#### [Requirement A]
In the plasma TV text, how much power does a 60-inch plasma use compared with a two-slice toaster?

#### [Selected text]
Clearing some misconceptions regarding Plasma TV

I found this on Reddit, it's some basic information but this might help someone looking to buy a new TV.
Few pointers, 4K is expensive but not mainstream yet, HD works, if you're buying now, spent on the best HD panel you can get instead of buying a premium for 4K panels which will in future get cheaper and better.


Anyway, off to the copy pasta.
False: Plasmas have 3 bulbs behind the screen True: DLP TVs (no longer manufactured in mass if at all) have 3 bulbs behind the screen. True: Early Plasma TVs had problems with burn-in, but those have been largely eradicated.

True: Plasmas consume more power than LED-LCD TVs. They also produce more heat. True: The power consumption difference between LED and Plasma isn't very significant. A plasma tv (even at 60 inches) will use less power than a 2 slice toaster. In fact at 60" a plasma uses about half compared to a toaster. If you're energy contentious consider getting an LED, if you want a better picture look at a plasma.

True: Showroom floors at box stores don't demo tvs very well. TVs are often turned up as bright as they can go and the colors are shifted blue since blue looks bright. Plasmas don't respond to this as well as LEDs, so they look unimpressive. In a dark room they look much better with more neutral color rendition, better shadow details, much better contrast, and more color saturation available. Also please pay attention to the content on the tvs. Usually they're showing some sort of advertising loop in box stores and showing real movies in electronics stores. Do not buy a tv until you see skintone on it. Compare skintones between the tvs you're thinking about buying. Do they look orange? Do they look plasticy? The vast majority of what you watch on a tv will be people, and it's important to see how people look, not motion graphics.

False: 720p upconverted will look better than 720p. When you up or down convert you make artifacts. When you convert up then convert down you make artifacts, then you make more artifacts based on those artifacts. If this was the way to go everything would be converted to 4k or more at studios and tv stations then it would be converted down. True: Avoiding converting the resolution makes for the best picture. If you have a 4k display all 480i/p, 720p, and 1080i/p sources must be unconverted since the panel is 4k. The 4k tv will still look great, so don't let this conversion factor into a 4k decision.

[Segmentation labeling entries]
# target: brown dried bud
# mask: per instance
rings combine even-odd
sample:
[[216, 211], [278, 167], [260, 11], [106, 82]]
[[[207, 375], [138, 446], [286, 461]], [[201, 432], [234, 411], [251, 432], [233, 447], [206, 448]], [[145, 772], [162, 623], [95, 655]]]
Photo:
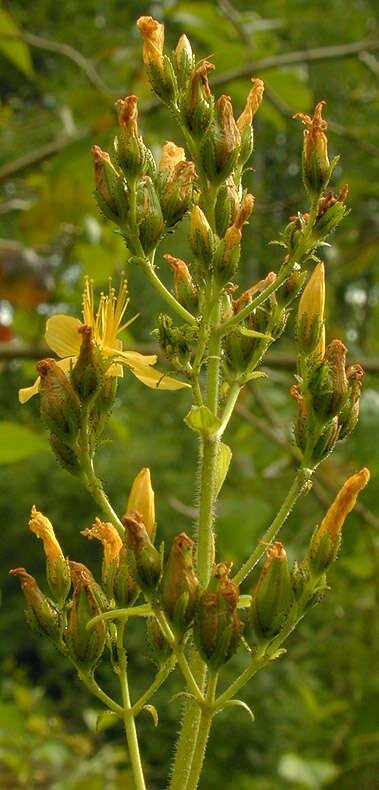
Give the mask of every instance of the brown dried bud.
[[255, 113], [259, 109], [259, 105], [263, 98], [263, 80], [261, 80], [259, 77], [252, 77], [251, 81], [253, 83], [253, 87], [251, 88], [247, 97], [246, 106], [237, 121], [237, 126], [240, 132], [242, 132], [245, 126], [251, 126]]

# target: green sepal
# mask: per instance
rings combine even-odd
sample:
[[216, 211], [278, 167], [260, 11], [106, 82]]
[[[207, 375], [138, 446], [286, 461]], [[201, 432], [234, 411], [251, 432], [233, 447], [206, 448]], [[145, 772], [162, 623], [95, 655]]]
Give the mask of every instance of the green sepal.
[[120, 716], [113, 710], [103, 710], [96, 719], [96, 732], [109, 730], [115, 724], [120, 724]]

#### [Requirement B]
Shift the segmentation labeling entries by adding 75 to every coordinate in their answers, and write all their lines out again, requests included. Leave the pictures out.

#### [Worked solution A]
About half as much as the toaster.

#### [Worked solution B]
# target: brown dried bud
# mask: per instance
rings combine even-odd
sample:
[[216, 211], [278, 167], [260, 11], [106, 82]]
[[[207, 375], [138, 446], [286, 461]], [[201, 432], [234, 411], [251, 432], [233, 447], [206, 448]], [[145, 772], [162, 623], [95, 655]]]
Photo:
Give the mask of every instance of the brown dried bud.
[[330, 188], [334, 184], [334, 180], [338, 173], [338, 155], [336, 155], [334, 152], [327, 152], [326, 156], [328, 158], [328, 162], [326, 163], [322, 172], [321, 181], [312, 196], [312, 201], [315, 207], [317, 207], [320, 201], [326, 201]]

# target: green sepal
# mask: per instance
rings combine even-odd
sample:
[[216, 211], [278, 167], [260, 11], [106, 82]]
[[[207, 375], [138, 446], [286, 461]], [[201, 432], [234, 411], [251, 432], [233, 447], [206, 448]], [[145, 772], [162, 623], [95, 655]]]
Give the mask of every instance of the green sepal.
[[195, 791], [188, 785], [178, 785], [171, 794], [171, 807], [184, 805], [190, 799], [195, 799]]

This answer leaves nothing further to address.